Exercise - Report each line of the entries that includes "shape" by copying it.

Data to use -
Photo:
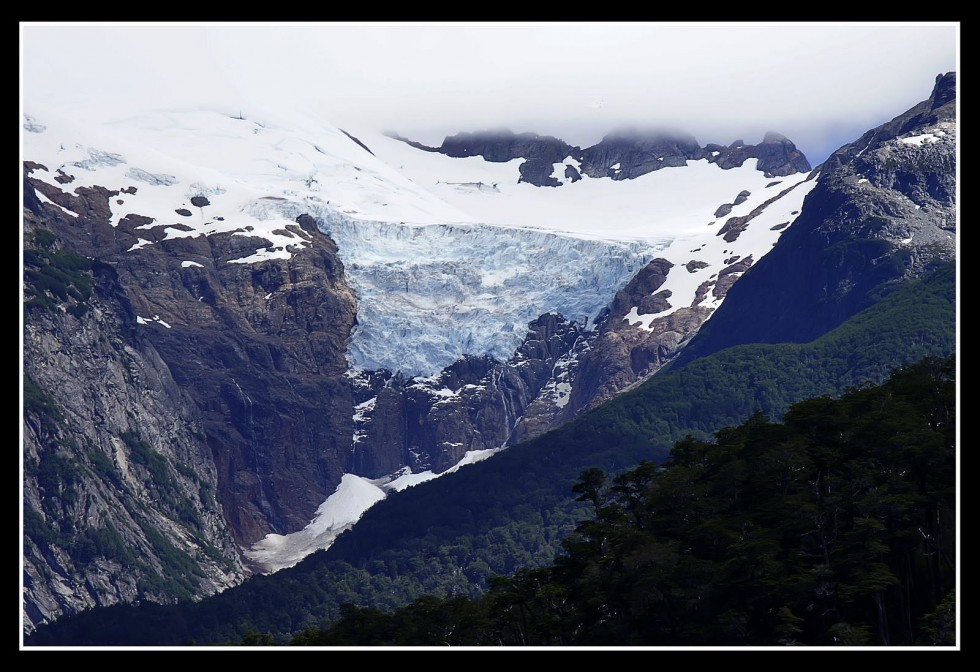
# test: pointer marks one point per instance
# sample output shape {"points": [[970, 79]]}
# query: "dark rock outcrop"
{"points": [[882, 212], [203, 403], [474, 404], [628, 154], [776, 155]]}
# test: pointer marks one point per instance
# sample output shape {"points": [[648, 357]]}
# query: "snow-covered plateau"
{"points": [[447, 256]]}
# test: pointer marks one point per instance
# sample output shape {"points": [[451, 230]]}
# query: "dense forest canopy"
{"points": [[836, 526]]}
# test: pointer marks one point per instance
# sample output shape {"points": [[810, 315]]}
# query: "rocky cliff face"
{"points": [[187, 342], [473, 404], [884, 210], [177, 403], [121, 495]]}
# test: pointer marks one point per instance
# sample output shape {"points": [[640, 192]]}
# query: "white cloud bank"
{"points": [[820, 84]]}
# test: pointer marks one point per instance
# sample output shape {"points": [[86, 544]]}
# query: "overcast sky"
{"points": [[820, 84]]}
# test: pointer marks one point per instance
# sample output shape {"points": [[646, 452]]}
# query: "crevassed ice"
{"points": [[427, 295]]}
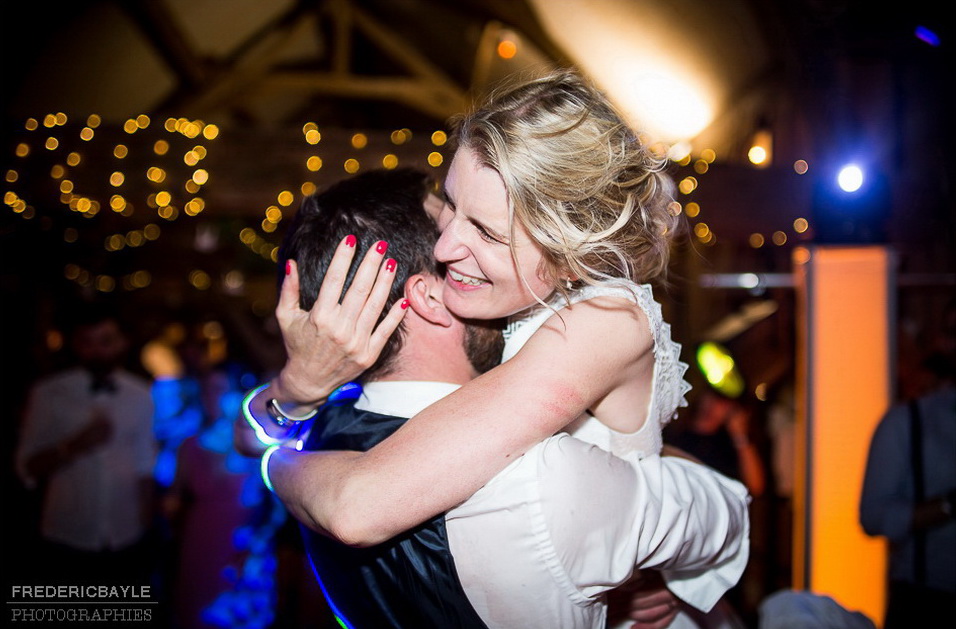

Exercise response -
# sample output shape {"points": [[970, 79]]}
# sample output shape {"points": [[648, 357]]}
# sample output shape {"points": [[451, 230]]}
# sample output shape {"points": [[810, 315]]}
# sample output shape {"points": [[640, 192]]}
# sample output shape {"points": [[86, 544]]}
# sample output shape {"points": [[646, 452]]}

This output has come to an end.